TASK: Your task is to copy every line of the entries that contains "building".

=== RECORDS SHOWN ===

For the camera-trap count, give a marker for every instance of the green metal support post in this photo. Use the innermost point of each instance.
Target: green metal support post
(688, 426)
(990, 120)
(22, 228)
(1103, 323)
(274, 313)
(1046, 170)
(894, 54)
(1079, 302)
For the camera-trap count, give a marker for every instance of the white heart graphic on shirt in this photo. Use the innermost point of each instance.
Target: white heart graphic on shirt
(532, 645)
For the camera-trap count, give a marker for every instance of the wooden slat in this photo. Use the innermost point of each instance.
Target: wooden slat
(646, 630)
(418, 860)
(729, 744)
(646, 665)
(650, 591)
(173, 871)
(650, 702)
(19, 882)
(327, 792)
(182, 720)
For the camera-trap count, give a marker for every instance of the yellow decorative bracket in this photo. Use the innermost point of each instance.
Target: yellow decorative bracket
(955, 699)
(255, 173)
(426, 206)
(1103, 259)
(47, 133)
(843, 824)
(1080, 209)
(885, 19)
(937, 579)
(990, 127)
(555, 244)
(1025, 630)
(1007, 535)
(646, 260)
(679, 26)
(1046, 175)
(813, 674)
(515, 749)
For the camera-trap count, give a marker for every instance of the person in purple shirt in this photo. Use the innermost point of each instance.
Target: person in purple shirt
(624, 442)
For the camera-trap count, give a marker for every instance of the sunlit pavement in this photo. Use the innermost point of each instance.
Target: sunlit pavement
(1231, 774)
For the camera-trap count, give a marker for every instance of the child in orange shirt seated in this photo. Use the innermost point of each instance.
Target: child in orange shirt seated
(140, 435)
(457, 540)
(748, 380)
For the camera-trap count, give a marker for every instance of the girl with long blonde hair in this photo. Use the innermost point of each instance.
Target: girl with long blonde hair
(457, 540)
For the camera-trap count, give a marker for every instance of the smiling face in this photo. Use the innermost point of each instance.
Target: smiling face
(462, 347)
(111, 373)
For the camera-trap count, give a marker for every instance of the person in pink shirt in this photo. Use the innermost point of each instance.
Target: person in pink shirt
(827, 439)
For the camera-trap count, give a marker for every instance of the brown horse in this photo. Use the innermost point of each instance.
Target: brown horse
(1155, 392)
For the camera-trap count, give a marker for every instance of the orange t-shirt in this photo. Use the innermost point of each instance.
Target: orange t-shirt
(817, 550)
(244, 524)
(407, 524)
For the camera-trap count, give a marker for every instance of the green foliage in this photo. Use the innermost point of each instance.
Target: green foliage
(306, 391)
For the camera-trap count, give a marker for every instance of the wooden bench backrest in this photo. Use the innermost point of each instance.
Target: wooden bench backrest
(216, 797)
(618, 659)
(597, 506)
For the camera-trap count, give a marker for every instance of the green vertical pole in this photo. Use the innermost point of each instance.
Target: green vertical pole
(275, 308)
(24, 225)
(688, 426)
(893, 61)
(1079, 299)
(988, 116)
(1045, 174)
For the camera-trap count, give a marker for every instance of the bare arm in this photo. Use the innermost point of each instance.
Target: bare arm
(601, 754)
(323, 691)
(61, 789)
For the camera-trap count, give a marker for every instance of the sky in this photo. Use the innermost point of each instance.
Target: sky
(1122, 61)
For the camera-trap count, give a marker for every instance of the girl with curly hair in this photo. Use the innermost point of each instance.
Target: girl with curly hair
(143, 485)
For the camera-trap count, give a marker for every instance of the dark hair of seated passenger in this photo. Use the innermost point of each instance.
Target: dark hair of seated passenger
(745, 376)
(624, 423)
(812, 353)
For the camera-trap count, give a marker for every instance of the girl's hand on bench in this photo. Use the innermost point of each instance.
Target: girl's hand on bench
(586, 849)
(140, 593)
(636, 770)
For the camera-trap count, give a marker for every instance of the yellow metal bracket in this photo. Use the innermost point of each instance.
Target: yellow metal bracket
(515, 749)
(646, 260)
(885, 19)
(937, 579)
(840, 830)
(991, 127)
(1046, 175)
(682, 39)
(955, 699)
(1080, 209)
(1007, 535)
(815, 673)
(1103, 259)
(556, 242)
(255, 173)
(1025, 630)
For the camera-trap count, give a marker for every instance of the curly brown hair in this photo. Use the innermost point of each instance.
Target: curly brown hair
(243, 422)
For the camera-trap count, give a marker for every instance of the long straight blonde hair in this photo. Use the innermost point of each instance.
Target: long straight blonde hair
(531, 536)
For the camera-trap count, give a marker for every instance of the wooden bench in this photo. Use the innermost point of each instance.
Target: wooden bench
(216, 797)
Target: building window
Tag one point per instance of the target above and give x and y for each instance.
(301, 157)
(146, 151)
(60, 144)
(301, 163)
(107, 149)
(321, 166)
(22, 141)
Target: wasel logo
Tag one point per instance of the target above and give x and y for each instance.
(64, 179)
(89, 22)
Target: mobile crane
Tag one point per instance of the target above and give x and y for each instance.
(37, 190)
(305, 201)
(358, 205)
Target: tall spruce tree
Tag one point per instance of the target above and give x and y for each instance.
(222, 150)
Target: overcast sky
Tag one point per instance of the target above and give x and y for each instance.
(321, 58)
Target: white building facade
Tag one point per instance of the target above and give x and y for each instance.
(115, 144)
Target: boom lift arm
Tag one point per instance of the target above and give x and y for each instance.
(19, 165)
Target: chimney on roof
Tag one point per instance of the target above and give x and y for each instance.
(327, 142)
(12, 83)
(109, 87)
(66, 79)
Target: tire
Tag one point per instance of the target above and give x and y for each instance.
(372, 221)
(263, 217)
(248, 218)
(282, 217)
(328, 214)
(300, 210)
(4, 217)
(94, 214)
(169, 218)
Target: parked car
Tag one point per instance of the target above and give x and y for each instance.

===

RESPONSE AREA:
Target: building window
Target: white building facade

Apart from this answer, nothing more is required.